*Exercise 1:* Extract every line of the listing below that contains the word "roof".

This is an excerpt of my Software Delivery course notes

Before learning Docker, it is best to figure out why we want to use Docker. We don’t want to force it down our throat unless it enables us to do more.

Put simply, Docker enables precise reproducibility. Projects can be compiled or run with one or two commands.

  • Without Docker, a guide would need to be followed manually to setup a dev environment
  • With docker, developers can build/download an environment with the compiled project with one command and run the project with another command
My use case

In my case, I have a music player, Music Caster which I want to port on Linux. Since it’s made with Python plus a tkinter custom add-on, there are several issues with setting up the development environment on Linux. One would need to install a non-system version of Python which is difficult on Debian based systems and then they would need to run a script to install one dependency on the system level but the rest virtually. Most importantly, I want to guarantee that when we compile the application for Linux that an important system dependency won’t be missing.

We can use Docker to ensure that builds will always work with one command on new machines and don’t have to worry about getting it to work on all the different distros just to produce an executable anyways. The Image in this case is an environment to run the deployment procedure rather than running the application itself.

Therefore, deployment simplifies to focusing on replacing the image which is running (as a container) rather than figuring out how to keep the dependencies up to date as the project progresses (most applicable to languages that require a runtime such as .NET, Java, Python, NodeJS)

  • Overview
    • Client (docker cli or desktop), Daemon (always running background service), and Registry (image storage)
    • A container is an instance of an image
  • Orchestration tool for containers with several features
    • Portability
    • App-centric
    • Builds from “source”
    • Versioning
    • Component reuse
    • Public registry
    • Tool ecosystem
Jekyll Dockerfile
FROM jekyll/jekyll:3.8.6
# the base image sets the working directory to /srv/jekyll
# the base image already uses EXPOSE 4000
COPY . .

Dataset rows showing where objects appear
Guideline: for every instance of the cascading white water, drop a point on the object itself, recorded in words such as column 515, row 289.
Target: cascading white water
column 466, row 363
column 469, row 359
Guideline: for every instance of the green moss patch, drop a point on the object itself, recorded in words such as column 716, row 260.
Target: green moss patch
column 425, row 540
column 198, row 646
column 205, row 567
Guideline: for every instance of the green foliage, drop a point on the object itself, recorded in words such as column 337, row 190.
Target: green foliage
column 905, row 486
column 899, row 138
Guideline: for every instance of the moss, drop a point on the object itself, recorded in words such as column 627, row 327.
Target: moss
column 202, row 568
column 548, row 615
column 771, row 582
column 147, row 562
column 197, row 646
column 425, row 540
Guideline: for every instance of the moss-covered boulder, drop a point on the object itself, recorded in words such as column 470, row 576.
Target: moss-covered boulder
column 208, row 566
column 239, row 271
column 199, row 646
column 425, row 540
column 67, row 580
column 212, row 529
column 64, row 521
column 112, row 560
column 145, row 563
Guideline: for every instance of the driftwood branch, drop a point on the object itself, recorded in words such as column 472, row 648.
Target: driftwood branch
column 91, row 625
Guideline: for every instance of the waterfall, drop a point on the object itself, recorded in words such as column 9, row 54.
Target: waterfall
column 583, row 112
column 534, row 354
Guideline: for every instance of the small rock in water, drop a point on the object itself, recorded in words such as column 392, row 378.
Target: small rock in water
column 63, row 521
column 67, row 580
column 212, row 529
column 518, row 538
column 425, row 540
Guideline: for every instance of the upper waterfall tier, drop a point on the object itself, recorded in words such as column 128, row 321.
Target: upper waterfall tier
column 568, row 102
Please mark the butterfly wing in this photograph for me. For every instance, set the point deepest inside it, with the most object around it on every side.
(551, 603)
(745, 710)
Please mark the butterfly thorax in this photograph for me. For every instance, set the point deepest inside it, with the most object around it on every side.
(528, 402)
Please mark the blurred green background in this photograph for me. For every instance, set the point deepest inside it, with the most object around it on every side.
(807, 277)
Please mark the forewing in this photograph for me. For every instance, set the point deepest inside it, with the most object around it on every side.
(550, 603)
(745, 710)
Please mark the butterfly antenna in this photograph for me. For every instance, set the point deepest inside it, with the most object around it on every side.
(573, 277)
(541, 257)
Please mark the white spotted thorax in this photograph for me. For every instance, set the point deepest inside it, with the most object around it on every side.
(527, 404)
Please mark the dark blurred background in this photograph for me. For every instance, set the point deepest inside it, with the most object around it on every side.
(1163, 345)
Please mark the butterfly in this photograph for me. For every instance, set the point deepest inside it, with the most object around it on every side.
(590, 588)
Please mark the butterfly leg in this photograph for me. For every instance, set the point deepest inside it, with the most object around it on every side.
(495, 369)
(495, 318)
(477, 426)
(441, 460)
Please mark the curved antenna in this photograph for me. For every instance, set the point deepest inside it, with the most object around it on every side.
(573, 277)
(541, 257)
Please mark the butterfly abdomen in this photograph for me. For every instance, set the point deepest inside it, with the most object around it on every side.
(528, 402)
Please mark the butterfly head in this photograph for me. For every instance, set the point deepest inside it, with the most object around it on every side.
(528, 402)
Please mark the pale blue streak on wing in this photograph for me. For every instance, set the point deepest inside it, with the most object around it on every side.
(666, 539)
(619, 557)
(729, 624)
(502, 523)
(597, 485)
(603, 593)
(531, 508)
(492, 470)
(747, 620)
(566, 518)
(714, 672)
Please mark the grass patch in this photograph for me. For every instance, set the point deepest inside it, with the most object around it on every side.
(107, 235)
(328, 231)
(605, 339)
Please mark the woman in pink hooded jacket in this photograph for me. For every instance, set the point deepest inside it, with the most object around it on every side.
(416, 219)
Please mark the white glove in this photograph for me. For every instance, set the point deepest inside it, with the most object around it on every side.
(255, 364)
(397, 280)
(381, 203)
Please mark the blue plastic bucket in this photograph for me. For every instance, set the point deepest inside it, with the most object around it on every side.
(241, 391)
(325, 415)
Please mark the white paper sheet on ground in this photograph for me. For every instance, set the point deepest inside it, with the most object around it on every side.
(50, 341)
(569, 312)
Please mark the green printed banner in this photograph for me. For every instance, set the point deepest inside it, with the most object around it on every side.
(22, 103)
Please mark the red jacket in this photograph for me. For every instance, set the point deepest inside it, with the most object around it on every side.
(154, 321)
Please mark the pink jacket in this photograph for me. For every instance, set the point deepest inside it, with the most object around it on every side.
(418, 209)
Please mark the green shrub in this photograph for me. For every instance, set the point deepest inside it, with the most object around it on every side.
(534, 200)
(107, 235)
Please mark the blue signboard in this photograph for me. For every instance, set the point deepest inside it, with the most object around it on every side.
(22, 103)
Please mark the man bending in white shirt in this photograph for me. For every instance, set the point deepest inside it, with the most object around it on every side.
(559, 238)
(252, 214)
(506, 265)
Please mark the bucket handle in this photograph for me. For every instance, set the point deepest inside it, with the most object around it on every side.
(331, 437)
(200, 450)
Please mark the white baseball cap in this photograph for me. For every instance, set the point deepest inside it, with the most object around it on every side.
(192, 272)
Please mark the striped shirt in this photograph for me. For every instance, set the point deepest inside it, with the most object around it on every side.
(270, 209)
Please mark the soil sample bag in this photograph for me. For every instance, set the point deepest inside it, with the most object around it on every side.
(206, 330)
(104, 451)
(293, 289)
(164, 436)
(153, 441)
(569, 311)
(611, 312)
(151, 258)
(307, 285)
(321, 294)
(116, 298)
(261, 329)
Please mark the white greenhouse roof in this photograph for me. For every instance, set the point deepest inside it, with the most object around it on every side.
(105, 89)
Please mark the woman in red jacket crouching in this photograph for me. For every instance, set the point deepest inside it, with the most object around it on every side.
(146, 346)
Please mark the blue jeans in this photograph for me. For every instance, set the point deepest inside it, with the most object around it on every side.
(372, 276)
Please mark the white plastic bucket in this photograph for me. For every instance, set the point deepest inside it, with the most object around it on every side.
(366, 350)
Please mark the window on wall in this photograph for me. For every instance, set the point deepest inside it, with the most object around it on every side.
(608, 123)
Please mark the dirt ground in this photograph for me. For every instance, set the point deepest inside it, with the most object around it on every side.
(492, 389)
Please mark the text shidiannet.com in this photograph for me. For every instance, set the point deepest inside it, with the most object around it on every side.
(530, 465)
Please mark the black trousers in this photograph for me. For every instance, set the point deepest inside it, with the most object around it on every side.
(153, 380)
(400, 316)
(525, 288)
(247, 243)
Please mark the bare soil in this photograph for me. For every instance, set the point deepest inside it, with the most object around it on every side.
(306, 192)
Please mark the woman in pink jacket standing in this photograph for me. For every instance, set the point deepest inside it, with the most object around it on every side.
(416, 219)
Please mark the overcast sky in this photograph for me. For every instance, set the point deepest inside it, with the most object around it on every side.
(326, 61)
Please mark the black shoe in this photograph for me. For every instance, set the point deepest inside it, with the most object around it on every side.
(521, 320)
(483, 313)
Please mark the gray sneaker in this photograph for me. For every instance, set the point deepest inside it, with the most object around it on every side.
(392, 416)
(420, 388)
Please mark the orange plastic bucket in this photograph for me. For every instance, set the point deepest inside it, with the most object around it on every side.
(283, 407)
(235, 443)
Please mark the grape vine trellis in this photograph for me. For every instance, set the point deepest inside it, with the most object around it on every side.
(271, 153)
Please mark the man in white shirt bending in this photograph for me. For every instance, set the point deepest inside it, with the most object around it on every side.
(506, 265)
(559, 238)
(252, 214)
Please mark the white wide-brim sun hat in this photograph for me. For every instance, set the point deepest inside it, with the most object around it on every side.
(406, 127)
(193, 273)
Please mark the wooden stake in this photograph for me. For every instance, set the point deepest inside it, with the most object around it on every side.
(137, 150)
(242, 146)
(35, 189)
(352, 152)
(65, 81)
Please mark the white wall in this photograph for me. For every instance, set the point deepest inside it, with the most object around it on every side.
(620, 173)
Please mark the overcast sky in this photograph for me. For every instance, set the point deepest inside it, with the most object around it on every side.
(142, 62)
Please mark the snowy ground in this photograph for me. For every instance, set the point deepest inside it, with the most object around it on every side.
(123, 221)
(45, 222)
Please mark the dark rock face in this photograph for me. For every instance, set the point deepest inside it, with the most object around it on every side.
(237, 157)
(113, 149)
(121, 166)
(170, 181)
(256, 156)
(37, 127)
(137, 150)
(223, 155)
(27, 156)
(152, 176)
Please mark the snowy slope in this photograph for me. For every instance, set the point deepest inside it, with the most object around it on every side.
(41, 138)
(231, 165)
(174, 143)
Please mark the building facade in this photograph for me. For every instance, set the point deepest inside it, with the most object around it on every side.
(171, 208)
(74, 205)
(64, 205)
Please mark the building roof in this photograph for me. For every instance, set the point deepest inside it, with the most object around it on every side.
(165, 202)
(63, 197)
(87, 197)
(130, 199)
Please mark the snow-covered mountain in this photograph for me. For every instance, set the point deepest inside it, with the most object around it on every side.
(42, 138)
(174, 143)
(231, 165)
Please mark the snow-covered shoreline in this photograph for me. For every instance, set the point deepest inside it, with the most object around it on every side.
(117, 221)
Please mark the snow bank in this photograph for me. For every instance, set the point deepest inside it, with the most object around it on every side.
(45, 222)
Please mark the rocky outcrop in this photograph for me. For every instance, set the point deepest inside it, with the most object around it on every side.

*Exercise 2:* Summarize the Docker course notes above in two sentences.

*Task solution 1:*
Please mark the white greenhouse roof in this photograph for me. For every instance, set the point deepest inside it, with the most object around it on every side.
Please mark the building roof in this photograph for me. For every instance, set the point deepest inside it, with the most object around it on every side.

*Task solution 2:* The notes explain that Docker enables precise reproducibility, so a project can be built or run with one or two commands instead of a dev environment being set up by hand from a guide. For porting the writer's music player, Music Caster, to Linux, Docker ensures that builds work with one command on new machines, which shifts deployment to replacing the running image rather than keeping dependencies up to date.